Work order A: According to the news item on patent reform, what has been the sticking point in the legislation?
Work order B: Continue the news item on the patent reform agreement, picking up after its last sentence.

Excerpted passage:
▽

Sen. Patrick Leahy (D-Vt.) said on Thursday that a tentative agreement has been reached in the long-running battle over patent reform.
The Senate Judiciary Committee chairman specifically said he's reached a tentative agreement "in principle" with the Patent and Trademark Office and other senators to push a patent reform bill forward.
The sticking point in patent reform legislation, which has put tech companies and the pharmaceutical industry at loggerheads, has been over damage awards for infringements.
"We are close to a compromise that will address these issues," Leahy said during an executive business meeting Thursday. "No one will think this is a perfect bill, but we are close to a comprehensive patent reform bill that benefits all corners of the patent community."
Leahy said details of the compromise bill will be finalized in the coming days after discussions with the House.

△

Supplied entries:
▽

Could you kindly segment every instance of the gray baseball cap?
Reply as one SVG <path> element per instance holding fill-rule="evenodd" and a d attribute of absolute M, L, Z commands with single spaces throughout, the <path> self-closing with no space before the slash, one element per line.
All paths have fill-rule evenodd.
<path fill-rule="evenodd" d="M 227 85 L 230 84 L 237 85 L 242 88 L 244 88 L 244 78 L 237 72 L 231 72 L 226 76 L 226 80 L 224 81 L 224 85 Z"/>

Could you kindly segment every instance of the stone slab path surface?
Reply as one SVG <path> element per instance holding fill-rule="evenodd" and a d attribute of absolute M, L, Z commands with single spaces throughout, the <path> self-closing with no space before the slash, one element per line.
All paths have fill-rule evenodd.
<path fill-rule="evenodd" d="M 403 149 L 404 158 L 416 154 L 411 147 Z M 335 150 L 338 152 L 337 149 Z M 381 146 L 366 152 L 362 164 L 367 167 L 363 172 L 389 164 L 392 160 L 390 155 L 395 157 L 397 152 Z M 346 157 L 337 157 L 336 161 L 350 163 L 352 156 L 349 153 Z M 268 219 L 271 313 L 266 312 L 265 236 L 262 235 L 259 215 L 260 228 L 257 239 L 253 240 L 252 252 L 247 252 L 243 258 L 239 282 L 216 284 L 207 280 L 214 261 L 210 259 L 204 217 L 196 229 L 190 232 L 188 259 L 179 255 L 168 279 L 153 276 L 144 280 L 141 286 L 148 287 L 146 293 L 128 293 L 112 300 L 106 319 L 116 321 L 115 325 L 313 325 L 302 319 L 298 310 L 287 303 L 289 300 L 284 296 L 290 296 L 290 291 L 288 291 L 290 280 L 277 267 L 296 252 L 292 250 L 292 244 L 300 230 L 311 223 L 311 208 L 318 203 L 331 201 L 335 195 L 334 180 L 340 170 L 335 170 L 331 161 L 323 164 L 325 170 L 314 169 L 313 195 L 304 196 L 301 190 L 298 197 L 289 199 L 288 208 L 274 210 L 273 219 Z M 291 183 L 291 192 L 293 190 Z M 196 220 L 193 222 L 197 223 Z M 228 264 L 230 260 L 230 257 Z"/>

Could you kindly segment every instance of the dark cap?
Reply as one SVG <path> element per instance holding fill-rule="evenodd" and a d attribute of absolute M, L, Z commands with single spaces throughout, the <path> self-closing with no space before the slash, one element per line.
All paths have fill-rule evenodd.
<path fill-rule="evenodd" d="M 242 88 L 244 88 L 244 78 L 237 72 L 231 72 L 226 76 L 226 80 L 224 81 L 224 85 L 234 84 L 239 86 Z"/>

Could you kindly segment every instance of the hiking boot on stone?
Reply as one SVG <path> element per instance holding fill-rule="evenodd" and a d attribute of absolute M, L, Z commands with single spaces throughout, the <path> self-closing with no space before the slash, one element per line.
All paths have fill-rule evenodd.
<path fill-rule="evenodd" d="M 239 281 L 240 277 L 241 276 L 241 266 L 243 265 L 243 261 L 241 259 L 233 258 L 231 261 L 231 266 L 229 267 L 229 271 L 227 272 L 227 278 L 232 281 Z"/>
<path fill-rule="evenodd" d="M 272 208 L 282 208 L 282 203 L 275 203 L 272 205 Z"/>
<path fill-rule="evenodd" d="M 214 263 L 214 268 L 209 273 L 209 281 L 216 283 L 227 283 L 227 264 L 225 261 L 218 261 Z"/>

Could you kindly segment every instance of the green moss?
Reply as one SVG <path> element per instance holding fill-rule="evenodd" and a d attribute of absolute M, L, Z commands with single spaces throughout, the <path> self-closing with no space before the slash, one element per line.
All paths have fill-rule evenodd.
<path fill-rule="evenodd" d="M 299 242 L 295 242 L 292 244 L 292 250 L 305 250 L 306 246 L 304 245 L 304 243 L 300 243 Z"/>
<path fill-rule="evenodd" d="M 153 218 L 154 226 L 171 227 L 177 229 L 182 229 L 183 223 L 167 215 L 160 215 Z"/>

△

Expected answer A: Damage awards for infringements.

Expected answer B:
"Intellectual property is the engine of our economy," he said. "Reforms to our patent system will protect inventors and promote innovation."
Ranking member Jeff Sessions (R-Ala.) said, "We're pretty close to having it right."
Leahy gave a shout-out to Sen. Orrin Hatch (R-Utah), his "longtime partner on intellectual property issues."
"I look forward to working closely with all members of the committee who have probably spent more time on patent law than we would like," he said.
Pharmaceutical companies, joined by small manufacturers, have argued against limiting damages in patent infringement cases, while technology companies, burned by lawsuits, have pushed for a reform bill with limits on damages.